Task 1:
Which lines in the entries contain the string "white"? Report each of those lines in full.
##### Text shown
We only need a single mode By implementing a single approach all of the above problems will be gone. The idea:

  1. Same 3 parameter syntax as -x:
    • top_level_src_dir
    • file_spec
    • list_filename
  2. We should default the file_spec to (*.[pPwW]|*.cls). The user should be able to optionally override this with their own spec.
  3. The only required parameter would be top_level_src_dir. I don't think it is reasonable to default this (yet).
  4. If the optional list_filename is specified, then each line would be in the format <directive> <file_or_path_spec>.
    • directive would be I (include the spec) or X (exclude the spec), case-insensitive.
    • file_or_path_spec would be the same syntax used by -x mode today, except it would be interpreted based on the directive.
    • The is an implicit I <command_line_or_default_file_spec at the top of the file.
    • The file is processed top to bottom, with each directive potentially editing the list (adding or removing files).

The above example of Possenet files would be re-written as this condensed version:

X ./abl/possenet/*
I ./abl/possenet/src/adecomm/as-utils.w
I ./abl/possenet/src/adecomm/get-user.p
I ./abl/possenet/src/adm2/containr.p
I ./abl/possenet/src/adm2/dyndata.w
I ./abl/possenet/src/adm2/fetchdata.p
I ./abl/possenet/src/adm2/fetchrows.p
I ./abl/possenet/src/adm2/smart.p
I ./abl/possenet/src/adm2/support/visuald.w
I ./abl/possenet/src/adm2/visual.p
I ./abl/possenet/src/dynamics/af/cod2/aftemsuspd.w

#2 Updated by Greg Shah about 3 years ago

  • Related to Feature #3927: conversion mode that takes a file spec and a file blacklist added

#3 Updated by Greg Shah about 3 years ago

  • Related to Bug #5137: any text following a # character in the include or exclude file list is ignored added

#4 Updated by Greg Shah almost 3 years ago

  • Related to Bug #5021: improve/fix file-ignore-list.txt ('X' conversion mode) under Windows added

#5 Updated by Greg Shah over 2 years ago

  • Related to Feature #5630: add missing classes referenced during parsing to the conversion list in file list mode added

#6 Updated by Ovidiu Maxiniuc over 2 years ago

  • Related to Feature #4105: improve flexibility of schema loading added

#7 Updated by Greg Shah about 2 years ago

I've been thinking about the syntax for this approach. Using a list of X (exclude) and I (include) filters is a powerful tool, but it isn't enough to handle all cases. The original idea was to use a single top_level_src_dir + file_spec to create the maximum list of inputs. Then the file that contains filters (X and I) would modify that list. When I wrote #5135-1, I was confusing the addition of files with the I filter. The two should be separate.

Cases that won't work using this approach:

  • Input lists that can't easily be represented by top_level_src_dir + file_spec.
    • The current default for ConversionDriver allows for specifying an explicit list of source files on the command line.
    • The -f mode is the same case, but stored inside an explicit file list.
    • These approaches can add any list of sources, even if it does not match the limited pattern provided by top_level_src_dir + file_spec.
  • The case where more than one top_level_src_dir + file_spec would most simply represent the maximum input list.
    • The alternative is to use an enclosing directory that contains all needed locations and an overbroad spec while then adding many more filtering expressions to cut the unwanted parts out.
##########
##### Dataset content
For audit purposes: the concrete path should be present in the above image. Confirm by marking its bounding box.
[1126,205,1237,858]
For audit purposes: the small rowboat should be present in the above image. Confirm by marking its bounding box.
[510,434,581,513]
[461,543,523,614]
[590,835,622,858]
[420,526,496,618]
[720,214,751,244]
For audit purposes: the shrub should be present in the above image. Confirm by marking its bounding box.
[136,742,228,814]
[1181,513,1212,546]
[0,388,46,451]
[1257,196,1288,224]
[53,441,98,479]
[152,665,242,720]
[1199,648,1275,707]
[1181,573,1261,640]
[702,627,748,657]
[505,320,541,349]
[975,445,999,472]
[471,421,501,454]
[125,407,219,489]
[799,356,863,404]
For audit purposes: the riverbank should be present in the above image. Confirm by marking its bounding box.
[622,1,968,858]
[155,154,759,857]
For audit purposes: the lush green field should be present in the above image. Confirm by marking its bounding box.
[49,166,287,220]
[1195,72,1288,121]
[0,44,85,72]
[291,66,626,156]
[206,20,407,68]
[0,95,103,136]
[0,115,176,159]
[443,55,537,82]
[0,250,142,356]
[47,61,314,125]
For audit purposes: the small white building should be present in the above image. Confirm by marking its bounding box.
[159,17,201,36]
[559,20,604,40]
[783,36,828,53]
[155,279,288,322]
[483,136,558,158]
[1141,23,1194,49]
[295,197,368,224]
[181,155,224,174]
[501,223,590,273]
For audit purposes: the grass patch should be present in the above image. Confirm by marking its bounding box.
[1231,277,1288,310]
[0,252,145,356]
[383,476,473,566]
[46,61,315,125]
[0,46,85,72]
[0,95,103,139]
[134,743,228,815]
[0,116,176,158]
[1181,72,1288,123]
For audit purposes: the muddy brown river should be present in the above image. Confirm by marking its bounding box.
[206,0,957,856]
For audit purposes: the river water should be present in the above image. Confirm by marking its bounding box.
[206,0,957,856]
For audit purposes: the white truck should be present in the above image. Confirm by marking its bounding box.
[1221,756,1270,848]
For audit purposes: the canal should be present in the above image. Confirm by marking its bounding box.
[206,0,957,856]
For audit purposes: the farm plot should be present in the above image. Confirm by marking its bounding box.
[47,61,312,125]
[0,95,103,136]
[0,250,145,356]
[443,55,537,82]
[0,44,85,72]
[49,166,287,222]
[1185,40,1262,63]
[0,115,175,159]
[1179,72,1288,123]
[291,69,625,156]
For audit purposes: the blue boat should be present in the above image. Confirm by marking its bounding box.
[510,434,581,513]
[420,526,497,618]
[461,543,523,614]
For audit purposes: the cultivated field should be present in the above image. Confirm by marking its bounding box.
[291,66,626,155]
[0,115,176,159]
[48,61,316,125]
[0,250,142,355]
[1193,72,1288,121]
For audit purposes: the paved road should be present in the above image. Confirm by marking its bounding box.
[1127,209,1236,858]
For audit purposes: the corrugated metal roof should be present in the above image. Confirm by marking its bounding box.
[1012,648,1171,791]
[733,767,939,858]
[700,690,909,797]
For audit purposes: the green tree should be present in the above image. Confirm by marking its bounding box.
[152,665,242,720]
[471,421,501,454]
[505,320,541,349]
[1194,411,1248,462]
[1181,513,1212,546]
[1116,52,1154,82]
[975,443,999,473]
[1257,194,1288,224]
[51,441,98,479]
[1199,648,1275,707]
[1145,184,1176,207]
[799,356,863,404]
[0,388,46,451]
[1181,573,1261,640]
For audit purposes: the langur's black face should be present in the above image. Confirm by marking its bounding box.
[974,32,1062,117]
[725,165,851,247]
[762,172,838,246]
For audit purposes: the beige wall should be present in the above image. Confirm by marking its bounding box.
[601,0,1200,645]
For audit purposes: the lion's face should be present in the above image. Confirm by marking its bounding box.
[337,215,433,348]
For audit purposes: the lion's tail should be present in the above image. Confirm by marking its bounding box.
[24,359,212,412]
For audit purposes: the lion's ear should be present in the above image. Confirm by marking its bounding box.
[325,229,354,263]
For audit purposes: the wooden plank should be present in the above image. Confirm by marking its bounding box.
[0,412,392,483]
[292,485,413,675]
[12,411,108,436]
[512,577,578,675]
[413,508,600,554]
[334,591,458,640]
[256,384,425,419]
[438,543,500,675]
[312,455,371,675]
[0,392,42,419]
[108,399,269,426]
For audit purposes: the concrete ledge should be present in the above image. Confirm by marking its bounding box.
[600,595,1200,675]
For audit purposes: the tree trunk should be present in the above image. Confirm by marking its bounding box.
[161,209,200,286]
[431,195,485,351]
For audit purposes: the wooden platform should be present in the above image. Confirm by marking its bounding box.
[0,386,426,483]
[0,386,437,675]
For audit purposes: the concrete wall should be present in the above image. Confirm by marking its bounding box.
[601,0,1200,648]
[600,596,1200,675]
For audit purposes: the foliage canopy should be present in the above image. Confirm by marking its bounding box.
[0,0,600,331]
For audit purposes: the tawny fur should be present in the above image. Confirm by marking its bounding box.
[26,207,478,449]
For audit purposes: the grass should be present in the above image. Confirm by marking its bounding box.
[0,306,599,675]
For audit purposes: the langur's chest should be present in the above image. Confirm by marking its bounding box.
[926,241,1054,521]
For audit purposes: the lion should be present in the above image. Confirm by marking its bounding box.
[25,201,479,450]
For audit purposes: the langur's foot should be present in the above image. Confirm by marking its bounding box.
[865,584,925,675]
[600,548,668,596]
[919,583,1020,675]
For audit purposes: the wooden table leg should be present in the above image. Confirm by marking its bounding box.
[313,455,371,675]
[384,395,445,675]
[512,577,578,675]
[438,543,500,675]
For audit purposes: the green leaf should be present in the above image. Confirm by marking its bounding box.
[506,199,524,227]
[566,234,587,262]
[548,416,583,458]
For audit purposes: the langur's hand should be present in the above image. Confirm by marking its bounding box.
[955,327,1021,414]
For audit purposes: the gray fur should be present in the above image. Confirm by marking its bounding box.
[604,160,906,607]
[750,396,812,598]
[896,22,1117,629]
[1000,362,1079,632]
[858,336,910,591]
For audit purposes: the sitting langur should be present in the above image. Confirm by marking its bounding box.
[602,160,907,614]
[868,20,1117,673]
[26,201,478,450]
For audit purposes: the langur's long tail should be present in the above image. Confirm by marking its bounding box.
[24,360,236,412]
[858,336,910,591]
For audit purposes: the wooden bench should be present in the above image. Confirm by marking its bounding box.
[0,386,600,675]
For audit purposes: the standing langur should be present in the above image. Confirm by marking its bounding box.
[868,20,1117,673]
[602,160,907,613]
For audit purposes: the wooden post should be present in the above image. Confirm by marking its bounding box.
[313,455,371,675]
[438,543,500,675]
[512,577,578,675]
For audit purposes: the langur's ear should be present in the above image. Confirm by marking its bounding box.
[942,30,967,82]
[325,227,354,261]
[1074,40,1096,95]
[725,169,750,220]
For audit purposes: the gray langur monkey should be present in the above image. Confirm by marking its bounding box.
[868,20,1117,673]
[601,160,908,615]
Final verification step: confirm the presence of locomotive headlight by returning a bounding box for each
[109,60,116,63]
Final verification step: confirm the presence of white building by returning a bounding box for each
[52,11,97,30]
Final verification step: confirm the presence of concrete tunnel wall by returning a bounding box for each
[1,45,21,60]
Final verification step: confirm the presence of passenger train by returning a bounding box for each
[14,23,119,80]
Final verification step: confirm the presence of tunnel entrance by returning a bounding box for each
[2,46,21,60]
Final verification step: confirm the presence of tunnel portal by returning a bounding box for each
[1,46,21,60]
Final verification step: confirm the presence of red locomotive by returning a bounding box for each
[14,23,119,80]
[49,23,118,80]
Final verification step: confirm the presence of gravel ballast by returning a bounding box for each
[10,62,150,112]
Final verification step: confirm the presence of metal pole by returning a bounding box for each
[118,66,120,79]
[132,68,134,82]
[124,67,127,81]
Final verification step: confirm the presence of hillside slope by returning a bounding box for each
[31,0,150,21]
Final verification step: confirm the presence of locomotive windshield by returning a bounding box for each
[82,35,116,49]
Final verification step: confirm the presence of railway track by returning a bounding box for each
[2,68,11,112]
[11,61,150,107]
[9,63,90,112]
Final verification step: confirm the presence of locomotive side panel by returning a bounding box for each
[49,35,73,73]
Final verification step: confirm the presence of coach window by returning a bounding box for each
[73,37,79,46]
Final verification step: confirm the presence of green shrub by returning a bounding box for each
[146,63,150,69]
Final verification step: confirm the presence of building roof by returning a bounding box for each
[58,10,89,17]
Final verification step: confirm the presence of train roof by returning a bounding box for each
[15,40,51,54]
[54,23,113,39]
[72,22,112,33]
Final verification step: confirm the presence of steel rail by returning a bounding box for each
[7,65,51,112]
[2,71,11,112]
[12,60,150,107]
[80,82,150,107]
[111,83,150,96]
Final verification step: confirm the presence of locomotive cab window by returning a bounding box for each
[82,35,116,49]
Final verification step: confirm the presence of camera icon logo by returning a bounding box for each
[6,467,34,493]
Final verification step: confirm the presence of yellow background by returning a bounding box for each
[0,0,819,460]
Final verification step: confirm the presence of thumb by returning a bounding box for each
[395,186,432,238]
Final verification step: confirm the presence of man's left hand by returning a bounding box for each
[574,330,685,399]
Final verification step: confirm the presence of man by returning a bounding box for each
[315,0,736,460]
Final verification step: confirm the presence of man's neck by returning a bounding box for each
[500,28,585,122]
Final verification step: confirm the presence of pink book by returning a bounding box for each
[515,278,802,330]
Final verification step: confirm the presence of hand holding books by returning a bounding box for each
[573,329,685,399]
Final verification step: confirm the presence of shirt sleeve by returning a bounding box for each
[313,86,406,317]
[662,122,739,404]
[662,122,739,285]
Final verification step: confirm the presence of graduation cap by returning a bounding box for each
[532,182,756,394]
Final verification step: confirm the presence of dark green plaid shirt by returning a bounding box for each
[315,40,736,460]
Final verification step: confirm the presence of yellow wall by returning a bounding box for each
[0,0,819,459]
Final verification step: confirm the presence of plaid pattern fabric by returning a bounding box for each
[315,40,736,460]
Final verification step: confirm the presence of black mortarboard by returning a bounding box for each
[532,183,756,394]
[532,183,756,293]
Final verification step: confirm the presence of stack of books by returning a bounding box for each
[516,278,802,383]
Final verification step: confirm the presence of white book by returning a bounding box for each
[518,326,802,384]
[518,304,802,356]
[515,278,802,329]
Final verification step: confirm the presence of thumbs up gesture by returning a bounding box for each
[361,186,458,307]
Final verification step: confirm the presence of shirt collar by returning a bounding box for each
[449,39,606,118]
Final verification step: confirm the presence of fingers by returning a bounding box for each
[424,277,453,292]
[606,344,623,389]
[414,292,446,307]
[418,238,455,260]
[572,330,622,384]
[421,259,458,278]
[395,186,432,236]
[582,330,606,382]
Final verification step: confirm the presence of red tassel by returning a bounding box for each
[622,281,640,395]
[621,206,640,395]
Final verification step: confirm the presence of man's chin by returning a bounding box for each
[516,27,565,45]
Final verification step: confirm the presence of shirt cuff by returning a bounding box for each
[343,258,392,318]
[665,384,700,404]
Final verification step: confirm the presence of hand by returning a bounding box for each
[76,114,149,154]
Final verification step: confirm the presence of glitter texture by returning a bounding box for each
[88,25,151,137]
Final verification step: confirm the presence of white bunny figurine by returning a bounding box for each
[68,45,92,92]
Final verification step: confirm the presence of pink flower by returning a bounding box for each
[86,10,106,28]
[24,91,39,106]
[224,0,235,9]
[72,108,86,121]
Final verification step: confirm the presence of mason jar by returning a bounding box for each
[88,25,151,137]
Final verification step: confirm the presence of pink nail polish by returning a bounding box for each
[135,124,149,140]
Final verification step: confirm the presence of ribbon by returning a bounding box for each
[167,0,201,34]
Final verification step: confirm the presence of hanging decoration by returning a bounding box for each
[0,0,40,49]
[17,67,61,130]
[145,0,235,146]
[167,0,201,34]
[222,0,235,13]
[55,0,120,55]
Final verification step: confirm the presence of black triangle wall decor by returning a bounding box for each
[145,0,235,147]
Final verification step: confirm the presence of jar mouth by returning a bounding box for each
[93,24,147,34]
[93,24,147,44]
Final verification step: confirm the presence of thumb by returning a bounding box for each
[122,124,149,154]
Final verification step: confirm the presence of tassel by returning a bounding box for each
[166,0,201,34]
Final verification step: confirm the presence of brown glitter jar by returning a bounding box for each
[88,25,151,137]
##########
Task 2:
Reproduce the part of the conversion-mode thread above that starts at the words "3. The only" and stops after "of the file.".

Full response 1:
For audit purposes: the small white building should be present in the above image. Confirm by marking its bounding box.
For audit purposes: the white truck should be present in the above image. Confirm by marking its bounding box.
Final verification step: confirm the presence of white building by returning a bounding box for each
Final verification step: confirm the presence of white book by returning a bounding box for each
Final verification step: confirm the presence of white bunny figurine by returning a bounding box for each

Full response 2:
3. The only required parameter would be top_level_src_dir. I don't think it is reasonable to default this (yet).
  4. If the optional list_filename is specified, then each line would be in the format <directive> <file_or_path_spec>.
    • directive would be I (include the spec) or X (exclude the spec), case-insensitive.
    • file_or_path_spec would be the same syntax used by -x mode today, except it would be interpreted based on the directive.
    • The is an implicit I <command_line_or_default_file_spec at the top of the file.